[Exercise objective]: Rewrite the passage on plastic waste during Durga Puja, starting with "Durga Puja for" and going on through "regarding this menace.", and substitute "food stalls" for "restaurants".

[Excerpted text]:
Durga Puja for Bengalis is both a time of religious and social celebration. A carnival like atmosphere prevails throughout West Bengal. But as businesses flourish during this time, so does the use of plastics. Most sellers provide items in plastic carry bags. For food items, many restaurants use plastic containers. There is a huge increase in plastic waste generation during the festival. The civic bodies in West Bengal need to be extra careful regarding this menace.
Manufacture, storage and use of plastic carry bags of less than 40 microns thickness is banned in West Bengal. So, segregation of non-biodegradable, toxic pollutants, petroleum-based plastics wastes at source is important. Water bottles, PET bottles, carry bags, medicine bottles, foam packing, small plastic toys, tea cups and ice crease cups are major examples of solid wastes that are generated. A section of this waste is recycled to manufacture various items like packaging materials, fibres, auto components, videotapes, X-ray films and other items.
Shafkat Alam, Joint Secretary, Tiljala Society for Human and Educational Development, an organisation that works with Kolkata rag pickers, told BE, “The whole business of rag picking is done by the unorganised sector. They deliver the solid wastes to private waste recyclers. We have been told that they collect a huge volume of plastic waste during the festival season.”
Operations of solid waste management (SWM) are performed under four core areas that include sweeping, collection, transportation and disposal. The Kolkata Municipal Corporation (KMC) has allocated Rs. 657.16 crore to its solid waste management department for the 2019-20 fiscal.
According to the budget statement of the KMC, “For effective storage and transportation of municipal wastes, 20 modern scientific waste compactor stations and 60 portable stationary compactors have been added to the existing set-up of 83 compactor stations and 179 portable compactors and these are all functioning satisfactorily. For odourless and spillage-free transportation of wastes, we have added 39 movable compactors of 14 cu. m. capacity and 2 of 8 cu. m. capacity to our existing fleet of 54 movable compactors for rendering services in lanes and by-lanes of the city.” Solid waste management is an important civic task and it takes challenging proportions during Durga Puja.

[Supplied data]:
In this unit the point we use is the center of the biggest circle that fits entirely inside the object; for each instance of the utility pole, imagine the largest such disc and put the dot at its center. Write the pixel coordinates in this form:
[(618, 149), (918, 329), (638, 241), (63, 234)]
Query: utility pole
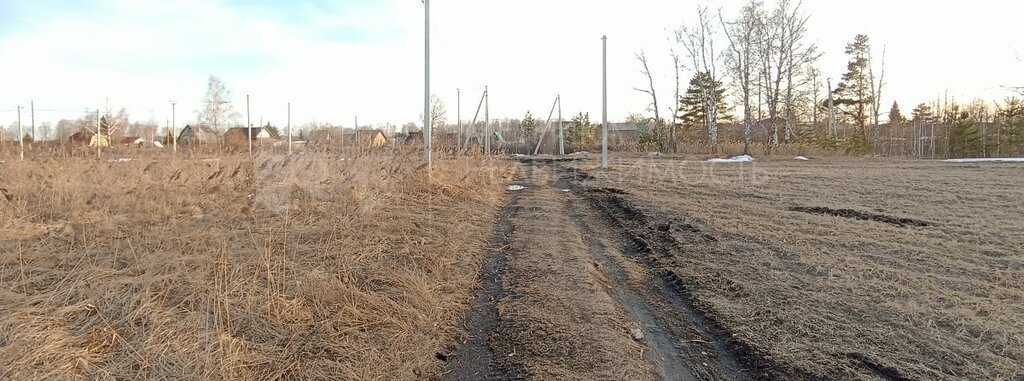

[Response below]:
Durga Puja for Bengalis is both a time of religious and social celebration. A carnival like atmosphere prevails throughout West Bengal. But as businesses flourish during this time, so does the use of plastics. Most sellers provide items in plastic carry bags. For food items, many food stalls use plastic containers. There is a huge increase in plastic waste generation during the festival. The civic bodies in West Bengal need to be extra careful regarding this menace.